What is required.
Turn the records, from the line containing "Would you mind marking the wooden railing" up to and including the last line, into a numbered list with no blank lines. Leave out the pictures.

— start —

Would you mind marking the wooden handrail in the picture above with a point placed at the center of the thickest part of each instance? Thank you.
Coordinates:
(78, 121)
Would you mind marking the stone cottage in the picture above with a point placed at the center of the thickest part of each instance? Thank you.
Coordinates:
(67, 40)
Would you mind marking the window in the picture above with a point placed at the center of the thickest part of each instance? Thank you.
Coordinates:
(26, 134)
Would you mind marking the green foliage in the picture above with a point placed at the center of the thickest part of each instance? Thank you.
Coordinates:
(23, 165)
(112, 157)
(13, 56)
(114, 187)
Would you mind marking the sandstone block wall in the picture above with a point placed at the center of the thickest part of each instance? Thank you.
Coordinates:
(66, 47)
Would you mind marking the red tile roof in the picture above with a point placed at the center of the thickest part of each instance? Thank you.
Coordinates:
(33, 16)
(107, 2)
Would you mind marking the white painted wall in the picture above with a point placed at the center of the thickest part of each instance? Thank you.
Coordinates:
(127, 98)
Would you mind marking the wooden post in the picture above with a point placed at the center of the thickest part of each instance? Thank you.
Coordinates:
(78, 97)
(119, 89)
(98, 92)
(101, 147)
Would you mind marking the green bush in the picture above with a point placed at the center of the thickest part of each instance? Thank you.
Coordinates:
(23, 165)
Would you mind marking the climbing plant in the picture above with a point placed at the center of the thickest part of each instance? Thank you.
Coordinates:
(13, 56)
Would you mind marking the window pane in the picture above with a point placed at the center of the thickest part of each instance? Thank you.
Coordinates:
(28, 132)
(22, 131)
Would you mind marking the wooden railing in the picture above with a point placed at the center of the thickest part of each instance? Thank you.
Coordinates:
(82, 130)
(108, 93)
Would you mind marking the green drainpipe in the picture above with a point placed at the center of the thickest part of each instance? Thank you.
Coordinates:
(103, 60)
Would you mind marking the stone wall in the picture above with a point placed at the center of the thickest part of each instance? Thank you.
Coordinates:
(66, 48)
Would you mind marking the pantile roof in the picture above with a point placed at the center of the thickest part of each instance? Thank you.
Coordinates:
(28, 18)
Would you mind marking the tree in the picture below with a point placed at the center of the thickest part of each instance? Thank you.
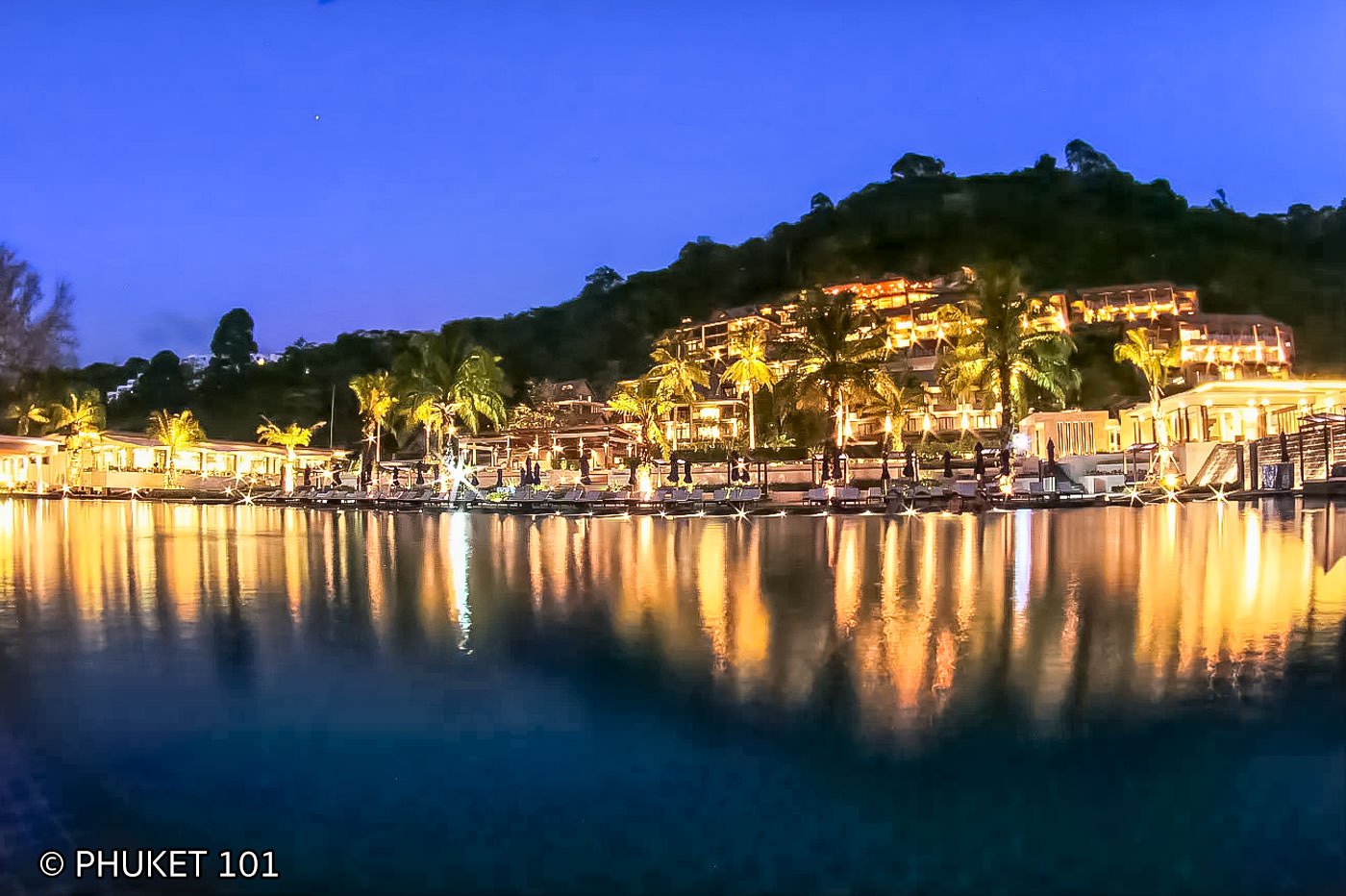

— end —

Solution to this exercise.
1. Would you mind marking the wooden railing in the picture above with a point placed at the center of the thickest part of each instance? Thank you.
2. Coordinates:
3. (82, 130)
4. (108, 93)
5. Would you mind marking the green drainpipe in the picture above with a point placed at the center of the thickest part of each instance? Thank you.
6. Coordinates:
7. (103, 60)
8. Would you mind marking the stone wall in the picture above with a point placed at the center of the thickest part of each instance? Thank you.
9. Coordinates:
10. (66, 48)
11. Would you mind marking the pantile roof in the picture above with a point placed at the center of the thickest part of each instance? Thank you.
12. Coordinates:
13. (28, 18)
14. Would you mind marking the tree in the picture below with a point placed at the center of the thickest part of each instance? Thank you.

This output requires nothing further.